[Verilen görev 1]: Sahabe hakkındaki metinde geçen "Sahabe, insanlık tarihinin en hayırlı topluluğudur." cümlesini İngilizceye çevirin.
[Verilen görev 2]: Sahabe hakkındaki metne göre Sahabe için kullanılan öteki ad nedir?
[Verilen görev 3]: Sahabe hakkındaki metni, son cümlesinin ardından aynı üslupla sürdürün.

[Okuma metni]:
---------------

Allah c.c. tarafından bildirilen her şeye, inanarak iman etmiş, Peygamberimiz efendimiz s.a.v. birlikte aynı dönemde yaşamış, onunla yol arkadaşlığı yapmış, onunla birlikte cihat etmiş, onun sohbetlerinde bulunmuş ve Müslüman olarak ölen kimselere, Sahabe veya Ashap denmiştir.
1.Sahabe, insanlık tarihinin en hayırlı topluluğudur.
“Siz, insanların iyiliği için ortaya çıkarılmış en hayırlı ümmetsiniz, iyiliği emreder, kötülükten meneder ve Allah’a inanırsınız. Ehl-i kitap da inansaydı, elbet bu kendileri için çok iyi olurdu. (Gerçi) içlerinde iman edenler var, (fakat) çoğu yoldan çıkmışlardır.” (Ali İmran.110)
2.Sahabe, Allah’ın istediği gibi, sağlam bir imanla yaşamış cemaattir.
“İman edip de Allah yolunda hicret ve cihad edenler, (muhacirleri) barındıran ve yardım edenler var ya, işte gerçek müminler onlardır. Onlar için mağfiret ve bol rızk vardır.” (Enfal.74)
3.Sahabe, iman iddialarını söz ve amelle tasdik eden, sadık nesildir.

---------------

(Kayıtlı veri satırları)
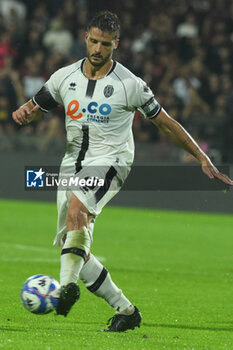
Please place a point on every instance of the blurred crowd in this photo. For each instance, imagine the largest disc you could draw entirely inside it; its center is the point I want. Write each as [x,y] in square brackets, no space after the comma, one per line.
[183,49]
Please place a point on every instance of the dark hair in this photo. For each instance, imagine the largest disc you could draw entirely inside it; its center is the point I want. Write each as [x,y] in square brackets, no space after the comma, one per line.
[107,22]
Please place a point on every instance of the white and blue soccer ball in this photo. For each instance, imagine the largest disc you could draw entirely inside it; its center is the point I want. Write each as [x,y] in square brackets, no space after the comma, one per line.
[40,294]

---------------

[Görevin cevabı 1]: The Companions are the most virtuous community in the history of humanity.

[Görevin cevabı 2]: Ashap

[Görevin cevabı 3]:
“(Allah’ın verdiği bu ganimet mallar) yurtlarından ve mallarından uzaklaştırılmış olan, Allah’tan bir lütuf ve rıza dileyen, Allah’ın dinine ve Peygamberine yardım eden fakir muhacirlerindir. İşte doğru olanlar bunlardır.” (Haşr.8)
4.Sahabe, imanlarını Allah’a tasdik ettirerek, rıza makamını elde etmiş bir topluluktur.
“(İslâm dinine girme hususunda) öne geçen ilk muhacirler ve ensar ile onlara güzellikle tabi olanlar var ya, işte Allah onlardan razı olmuştur, onlar da Allah’tan razı olmuşlardır. Allah onlara, içinde ebedî kalacakları, zemininden ırmaklar akan, cennetler hazırlamıştır. İşte bu büyük kurtuluştur.” (Tevbe.100)
5.Sahabe, imanın en önemli azığı olan takvayı, hayatlarının merkezine yerleştiren bir zümredir.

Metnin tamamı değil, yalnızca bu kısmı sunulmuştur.